#### STATED TASK:
Please print the records word for word, starting at the beginning of the records and ending at the line that contains "pixel 167 34", with both of those ends included. Leave the pictures out of your answer.
>>>
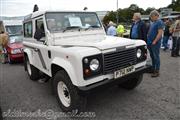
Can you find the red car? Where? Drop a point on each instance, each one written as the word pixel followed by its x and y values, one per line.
pixel 15 49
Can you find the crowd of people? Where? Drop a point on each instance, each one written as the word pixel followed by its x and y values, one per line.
pixel 156 33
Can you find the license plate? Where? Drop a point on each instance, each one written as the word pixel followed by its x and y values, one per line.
pixel 124 71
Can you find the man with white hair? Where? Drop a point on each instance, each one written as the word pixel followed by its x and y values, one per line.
pixel 138 29
pixel 154 41
pixel 111 30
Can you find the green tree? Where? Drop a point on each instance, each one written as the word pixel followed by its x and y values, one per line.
pixel 175 5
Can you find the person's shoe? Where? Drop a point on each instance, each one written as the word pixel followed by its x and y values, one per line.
pixel 173 55
pixel 155 74
pixel 165 49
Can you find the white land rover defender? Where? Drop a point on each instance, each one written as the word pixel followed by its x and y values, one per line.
pixel 73 50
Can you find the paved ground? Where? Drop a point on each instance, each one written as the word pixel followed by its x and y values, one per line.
pixel 154 99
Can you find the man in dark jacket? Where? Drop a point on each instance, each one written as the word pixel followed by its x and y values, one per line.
pixel 138 29
pixel 167 34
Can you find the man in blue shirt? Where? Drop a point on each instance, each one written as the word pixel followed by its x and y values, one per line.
pixel 111 30
pixel 154 41
pixel 138 29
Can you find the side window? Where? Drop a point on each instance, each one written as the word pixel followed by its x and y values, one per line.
pixel 39 32
pixel 28 29
pixel 40 25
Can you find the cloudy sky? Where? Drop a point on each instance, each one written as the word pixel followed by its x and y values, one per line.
pixel 24 7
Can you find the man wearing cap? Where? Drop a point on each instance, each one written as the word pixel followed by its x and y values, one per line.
pixel 154 41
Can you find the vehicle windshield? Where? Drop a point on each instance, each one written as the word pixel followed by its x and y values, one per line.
pixel 71 21
pixel 15 38
pixel 14 29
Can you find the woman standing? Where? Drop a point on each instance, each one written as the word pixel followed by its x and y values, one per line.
pixel 176 39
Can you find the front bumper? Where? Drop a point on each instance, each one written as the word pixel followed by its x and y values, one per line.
pixel 109 82
pixel 17 57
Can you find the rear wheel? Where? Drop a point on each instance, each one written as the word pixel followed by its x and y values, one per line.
pixel 132 83
pixel 32 71
pixel 67 94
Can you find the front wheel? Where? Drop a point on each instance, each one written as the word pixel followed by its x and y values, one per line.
pixel 32 71
pixel 9 59
pixel 132 83
pixel 67 94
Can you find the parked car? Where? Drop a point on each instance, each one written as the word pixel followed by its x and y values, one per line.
pixel 73 50
pixel 15 48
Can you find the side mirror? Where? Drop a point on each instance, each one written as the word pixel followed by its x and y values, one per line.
pixel 38 35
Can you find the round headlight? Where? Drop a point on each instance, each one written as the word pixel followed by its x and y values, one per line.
pixel 139 53
pixel 94 64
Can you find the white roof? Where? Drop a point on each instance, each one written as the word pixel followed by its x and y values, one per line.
pixel 37 13
pixel 12 22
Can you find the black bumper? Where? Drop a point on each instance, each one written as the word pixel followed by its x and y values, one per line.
pixel 110 82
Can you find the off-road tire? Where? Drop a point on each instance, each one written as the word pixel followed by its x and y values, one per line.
pixel 78 102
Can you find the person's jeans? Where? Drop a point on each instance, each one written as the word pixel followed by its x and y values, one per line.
pixel 176 46
pixel 154 51
pixel 165 41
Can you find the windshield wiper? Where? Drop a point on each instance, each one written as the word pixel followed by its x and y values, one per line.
pixel 92 26
pixel 72 27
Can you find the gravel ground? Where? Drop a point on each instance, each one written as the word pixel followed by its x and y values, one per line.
pixel 155 98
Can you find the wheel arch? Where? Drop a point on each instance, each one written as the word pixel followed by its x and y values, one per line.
pixel 60 64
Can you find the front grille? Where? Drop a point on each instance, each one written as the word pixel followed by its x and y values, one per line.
pixel 120 59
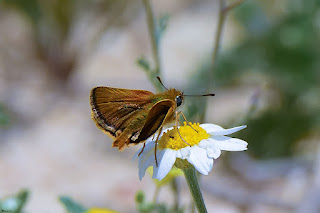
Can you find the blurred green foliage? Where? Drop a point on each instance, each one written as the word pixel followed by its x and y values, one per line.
pixel 144 206
pixel 279 49
pixel 71 206
pixel 4 117
pixel 15 203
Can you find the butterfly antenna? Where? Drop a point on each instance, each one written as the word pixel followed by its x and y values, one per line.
pixel 159 79
pixel 211 94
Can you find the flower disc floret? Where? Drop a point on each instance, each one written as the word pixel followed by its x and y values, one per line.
pixel 192 133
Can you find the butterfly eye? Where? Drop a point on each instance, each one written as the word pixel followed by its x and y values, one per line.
pixel 178 100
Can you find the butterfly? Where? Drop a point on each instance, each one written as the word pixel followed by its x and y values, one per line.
pixel 132 116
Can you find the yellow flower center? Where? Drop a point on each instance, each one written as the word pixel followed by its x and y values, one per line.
pixel 191 133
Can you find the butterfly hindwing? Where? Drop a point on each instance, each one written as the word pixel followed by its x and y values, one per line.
<<<
#### RESPONSE TO THIS TASK:
Can you find the red car? Where? Drop a point on each instance, each one written as the word pixel followed by its x and y values, one per line.
pixel 15 49
Can you find the crowd of people? Where? Drop a point on each instance, each one written as the word pixel followed by its x and y values, one per line.
pixel 156 33
Can you find the license plate? Where? Drop a point on each instance, each one written as the word pixel followed by its x and y values, one per line.
pixel 124 71
Can you find the man with white hair? Where? Drop a point on each instance, each one written as the word pixel followed by its x and y values, one per line.
pixel 138 29
pixel 154 41
pixel 111 30
Can you find the green tree? Where? Drop a point on each instance, each one written as the word pixel followed by its x and y values, one per line.
pixel 175 5
Can you find the person's shoe? Where? Drop a point on each instance, each one written as the word pixel followed by its x and y values, one per line.
pixel 173 55
pixel 155 74
pixel 165 49
Can you find the white land rover defender? Where? Drop a point on each instance, each one written as the word pixel followed by its x and y values, one per line.
pixel 73 50
Can you find the paved ground? Where? Drop a point on each instance, each one written as the word pixel followed by its x and y values, one per line.
pixel 154 99
Can you find the man in dark jacket? Where? Drop a point on each instance, each one written as the word pixel followed by its x and y values, one per line.
pixel 138 29
pixel 167 34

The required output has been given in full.